◆ **To be done**: Reproduce the data from the line containing "If you don't mind, I'd love your help finding the perched" through the end, keeping each request and adding -82 to every bounding box coordinate.

◆ **Supplied data**:

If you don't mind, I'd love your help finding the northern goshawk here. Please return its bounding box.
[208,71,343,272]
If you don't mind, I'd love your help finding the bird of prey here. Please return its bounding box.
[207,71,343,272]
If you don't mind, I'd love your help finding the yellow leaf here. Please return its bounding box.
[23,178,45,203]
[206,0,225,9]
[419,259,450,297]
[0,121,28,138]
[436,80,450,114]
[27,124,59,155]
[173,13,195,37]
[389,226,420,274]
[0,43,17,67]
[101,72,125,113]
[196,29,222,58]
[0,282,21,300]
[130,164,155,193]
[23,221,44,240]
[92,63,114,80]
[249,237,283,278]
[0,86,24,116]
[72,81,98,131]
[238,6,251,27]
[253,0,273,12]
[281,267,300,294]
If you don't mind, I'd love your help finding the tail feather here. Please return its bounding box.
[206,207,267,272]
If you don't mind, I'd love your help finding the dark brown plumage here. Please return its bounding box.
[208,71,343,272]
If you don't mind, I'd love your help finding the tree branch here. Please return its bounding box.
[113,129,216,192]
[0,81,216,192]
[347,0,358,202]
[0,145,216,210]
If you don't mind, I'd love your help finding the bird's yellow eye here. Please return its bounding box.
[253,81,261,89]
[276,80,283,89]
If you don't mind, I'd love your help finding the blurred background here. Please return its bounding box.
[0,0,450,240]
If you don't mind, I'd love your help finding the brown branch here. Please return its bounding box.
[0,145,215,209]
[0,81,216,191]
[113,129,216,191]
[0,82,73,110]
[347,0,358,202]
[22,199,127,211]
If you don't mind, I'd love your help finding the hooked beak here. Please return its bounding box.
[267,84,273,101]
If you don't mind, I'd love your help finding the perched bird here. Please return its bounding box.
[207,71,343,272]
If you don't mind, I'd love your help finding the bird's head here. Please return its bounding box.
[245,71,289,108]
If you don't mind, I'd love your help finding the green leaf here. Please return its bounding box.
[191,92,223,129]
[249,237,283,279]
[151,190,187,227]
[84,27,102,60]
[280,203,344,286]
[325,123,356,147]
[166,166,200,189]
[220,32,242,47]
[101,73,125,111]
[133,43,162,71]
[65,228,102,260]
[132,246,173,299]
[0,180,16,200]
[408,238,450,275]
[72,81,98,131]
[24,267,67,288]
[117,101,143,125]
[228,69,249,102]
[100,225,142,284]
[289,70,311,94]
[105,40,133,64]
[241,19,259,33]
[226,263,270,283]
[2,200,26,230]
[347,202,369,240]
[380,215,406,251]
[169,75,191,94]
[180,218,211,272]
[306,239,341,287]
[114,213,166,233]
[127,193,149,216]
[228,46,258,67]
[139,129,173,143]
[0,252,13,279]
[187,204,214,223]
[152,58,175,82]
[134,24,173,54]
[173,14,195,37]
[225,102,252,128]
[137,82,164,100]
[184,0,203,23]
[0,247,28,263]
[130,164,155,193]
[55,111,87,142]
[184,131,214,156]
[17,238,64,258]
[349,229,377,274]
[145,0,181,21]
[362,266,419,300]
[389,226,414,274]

◆ **Answer**:
If you don't mind, I'd love your help finding the perched bird here. Please return its bounding box.
[125,-11,261,190]
If you don't mind, I'd love your help finding the bird's head here. Please return its bounding box.
[163,-11,207,26]
If you don't mind, I'd love your help finding the green leaf here. Please return its bounding box.
[109,10,141,47]
[167,155,201,197]
[69,108,105,145]
[2,-55,20,-22]
[198,121,262,204]
[243,41,274,65]
[84,84,118,107]
[138,-50,160,-35]
[19,-9,43,29]
[51,-39,80,-11]
[-17,146,20,178]
[50,164,91,217]
[-82,98,-66,118]
[326,156,368,193]
[-10,-1,16,49]
[-58,185,-15,206]
[35,19,61,43]
[146,-13,167,20]
[18,143,60,202]
[207,-12,229,12]
[23,-42,51,-18]
[159,-63,177,-49]
[144,181,188,201]
[-80,118,-56,148]
[265,120,287,158]
[298,133,324,169]
[87,-7,109,12]
[98,136,129,190]
[224,157,259,205]
[32,131,84,151]
[45,111,67,134]
[146,-36,176,-15]
[57,47,91,61]
[-82,170,-69,197]
[105,122,132,141]
[70,-24,93,0]
[52,-58,91,-28]
[91,-68,113,-45]
[143,20,170,46]
[55,0,82,18]
[102,-82,121,-59]
[-82,165,-54,181]
[48,82,73,111]
[-27,29,5,60]
[102,49,132,74]
[-65,156,-18,176]
[267,147,295,192]
[63,-82,99,-61]
[280,184,337,218]
[307,144,332,192]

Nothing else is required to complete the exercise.